# EXERCISE DIRECTIONS
How many lines in the rows below contain the string "target"? Case counts; give only the number.

# RAW RECORDS
::::

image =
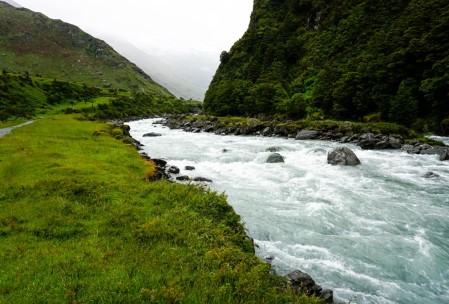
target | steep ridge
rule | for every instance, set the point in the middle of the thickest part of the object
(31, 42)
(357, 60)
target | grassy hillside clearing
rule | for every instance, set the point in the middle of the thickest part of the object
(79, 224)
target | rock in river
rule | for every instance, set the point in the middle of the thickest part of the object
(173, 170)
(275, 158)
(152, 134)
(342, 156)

::::

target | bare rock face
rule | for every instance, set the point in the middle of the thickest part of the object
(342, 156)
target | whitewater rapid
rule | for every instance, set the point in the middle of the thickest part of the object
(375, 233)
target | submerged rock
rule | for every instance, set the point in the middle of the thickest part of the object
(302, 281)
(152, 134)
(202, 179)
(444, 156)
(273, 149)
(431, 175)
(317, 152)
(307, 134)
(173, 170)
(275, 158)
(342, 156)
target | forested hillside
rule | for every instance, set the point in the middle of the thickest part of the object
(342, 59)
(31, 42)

::::

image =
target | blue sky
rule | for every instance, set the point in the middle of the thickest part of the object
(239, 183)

::::

# TASK ANSWER
8